### Page extract:
════

Driving Into the Future
Not surprisingly, realizing this ambitious vision of experiments with minimal human oversight requires plenty of people-powered planning, setup, and tinkering. Even as his own lab works out the kinks, Murphy has been working on launching a new CMU master’s program in automated science to teach trainees how to set up and maintain self-driving instruments. The first master’s program students will arrive this fall to an array of new equipment to practice on, including robotic liquid handling, microscopy, and nucleic acid extraction instruments. Murphy expects the program’s graduates to fan out to industry employers and national labs, or to go on to earn PhDs and eventually set up their own research labs that harness artificial intelligence and automation.
We really believe that these self-driving instruments are going to change the way science is done.—Bob Murphy, CMU
The students in the new program should be prepared for a challenge. Both Roederer and Greg Johnson, who completed his PhD in Murphy’s lab in 2016 and is now a scientist at the Allen Institute for Cell Science in Seattle, say Murphy is a tough and rigorous mentor. In one-on-one meetings, Johnson recalls Murphy repeatedly saying, “What is the question that you’re asking, and why is it important?”—and how does that jibe with the computational methods used to address it. “[He] definitely was the first person who I met who had a clear articulation of the tight coupling between computational modeling and biological research,” Johnson says.

════

(Saved entries)
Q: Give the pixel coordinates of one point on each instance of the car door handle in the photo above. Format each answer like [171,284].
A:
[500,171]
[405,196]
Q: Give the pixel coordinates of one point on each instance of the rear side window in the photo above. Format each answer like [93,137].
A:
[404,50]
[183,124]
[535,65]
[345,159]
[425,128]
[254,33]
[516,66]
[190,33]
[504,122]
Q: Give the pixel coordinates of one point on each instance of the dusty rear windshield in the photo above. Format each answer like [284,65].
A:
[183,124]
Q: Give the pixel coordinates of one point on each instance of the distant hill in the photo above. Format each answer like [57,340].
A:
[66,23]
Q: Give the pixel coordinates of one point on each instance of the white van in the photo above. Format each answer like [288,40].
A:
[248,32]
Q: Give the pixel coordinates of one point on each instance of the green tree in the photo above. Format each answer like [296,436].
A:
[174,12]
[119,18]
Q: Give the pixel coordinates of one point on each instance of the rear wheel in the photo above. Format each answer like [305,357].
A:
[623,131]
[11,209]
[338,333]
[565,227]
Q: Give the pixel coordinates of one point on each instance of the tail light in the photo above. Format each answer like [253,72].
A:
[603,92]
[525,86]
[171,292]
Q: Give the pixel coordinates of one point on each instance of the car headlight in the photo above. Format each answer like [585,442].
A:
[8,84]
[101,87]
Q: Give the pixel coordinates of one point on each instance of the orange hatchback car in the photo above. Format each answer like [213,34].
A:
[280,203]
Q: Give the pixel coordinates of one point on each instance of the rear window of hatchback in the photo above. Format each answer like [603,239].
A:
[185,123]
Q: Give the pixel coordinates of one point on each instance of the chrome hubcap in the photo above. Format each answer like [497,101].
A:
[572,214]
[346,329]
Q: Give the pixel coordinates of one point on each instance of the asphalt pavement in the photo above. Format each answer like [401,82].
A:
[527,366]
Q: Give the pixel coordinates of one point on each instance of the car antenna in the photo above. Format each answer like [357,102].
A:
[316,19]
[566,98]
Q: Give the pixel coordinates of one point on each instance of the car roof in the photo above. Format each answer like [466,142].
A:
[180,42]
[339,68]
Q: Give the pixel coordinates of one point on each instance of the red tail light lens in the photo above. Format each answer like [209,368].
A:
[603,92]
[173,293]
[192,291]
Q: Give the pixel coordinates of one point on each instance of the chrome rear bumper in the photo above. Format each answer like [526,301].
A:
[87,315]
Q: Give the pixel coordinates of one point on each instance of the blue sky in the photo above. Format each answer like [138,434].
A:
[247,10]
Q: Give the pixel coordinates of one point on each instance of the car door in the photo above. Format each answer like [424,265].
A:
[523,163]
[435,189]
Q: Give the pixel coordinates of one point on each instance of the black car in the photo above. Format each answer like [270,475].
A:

════

### Work instructions:
A. Repeat the part of the article on self-driving lab instruments starting at "Driving Into the" and ending at "intelligence and automation.".
B. Answer these questions from the article on self-driving lab instruments.
(i) In what year did Greg Johnson complete his PhD in Murphy's lab?
(ii) In what city is the Allen Institute for Cell Science?
(iii) What three kinds of instruments will the first master's program students practice on?
These items stand apart from the article and are not part of it.

### Per-task answers:
A.
Driving Into the Future
Not surprisingly, realizing this ambitious vision of experiments with minimal human oversight requires plenty of people-powered planning, setup, and tinkering. Even as his own lab works out the kinks, Murphy has been working on launching a new CMU master’s program in automated science to teach trainees how to set up and maintain self-driving instruments. The first master’s program students will arrive this fall to an array of new equipment to practice on, including robotic liquid handling, microscopy, and nucleic acid extraction instruments. Murphy expects the program’s graduates to fan out to industry employers and national labs, or to go on to earn PhDs and eventually set up their own research labs that harness artificial intelligence and automation.

B.
(i) 2016
(ii) Seattle
(iii) Robotic liquid handling, microscopy, and nucleic acid extraction instruments